**WORK TASK:** For each record that follows, give it back exactly, with no pictures included.

EXTRACTED ENTRIES Start Marker

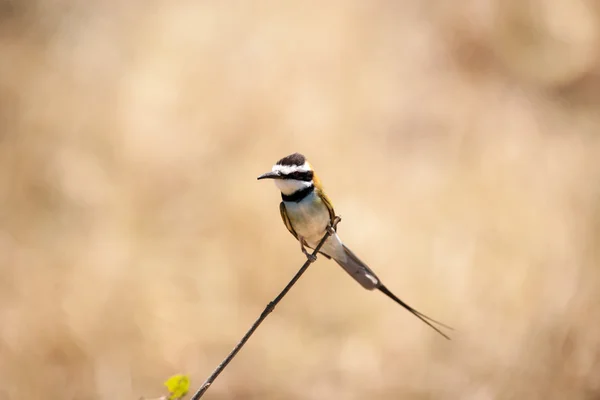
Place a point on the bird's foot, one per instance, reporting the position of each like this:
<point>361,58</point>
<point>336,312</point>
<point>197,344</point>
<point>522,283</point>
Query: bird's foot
<point>331,228</point>
<point>308,255</point>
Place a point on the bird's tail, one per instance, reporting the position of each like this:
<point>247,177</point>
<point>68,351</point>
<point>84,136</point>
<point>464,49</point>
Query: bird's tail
<point>358,269</point>
<point>367,278</point>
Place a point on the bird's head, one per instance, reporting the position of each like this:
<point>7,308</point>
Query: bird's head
<point>291,174</point>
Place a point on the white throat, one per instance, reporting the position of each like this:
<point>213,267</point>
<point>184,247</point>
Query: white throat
<point>291,186</point>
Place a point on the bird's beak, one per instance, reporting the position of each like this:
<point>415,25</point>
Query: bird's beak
<point>270,175</point>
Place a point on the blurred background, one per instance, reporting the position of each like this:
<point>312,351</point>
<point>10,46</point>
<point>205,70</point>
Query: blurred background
<point>459,142</point>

EXTRACTED ENTRIES End Marker

**TASK SOLUTION:**
Place a point on the bird's foot, one per instance, reporting the position of each like this:
<point>361,58</point>
<point>336,312</point>
<point>197,344</point>
<point>522,283</point>
Query: bird's foot
<point>331,228</point>
<point>308,255</point>
Place a point on the bird's tail, one per instance, reporting the position of each like this:
<point>247,177</point>
<point>68,351</point>
<point>84,136</point>
<point>464,49</point>
Query: bird's tail
<point>358,269</point>
<point>367,278</point>
Place a point on the bird's head, one per instance, reporting the position of each like this:
<point>7,308</point>
Query: bird's head
<point>291,174</point>
Place a point on the white throat, one per instance, reporting the position of each like this:
<point>213,267</point>
<point>184,247</point>
Query: white throat
<point>291,186</point>
Place a point on the bird's beak, one per instance, reporting the position of each like this:
<point>415,25</point>
Query: bird's beak
<point>270,175</point>
Place a point on the blurred background, one per instance, reporting the position of each like this:
<point>312,351</point>
<point>10,46</point>
<point>205,70</point>
Query: blurred background
<point>459,142</point>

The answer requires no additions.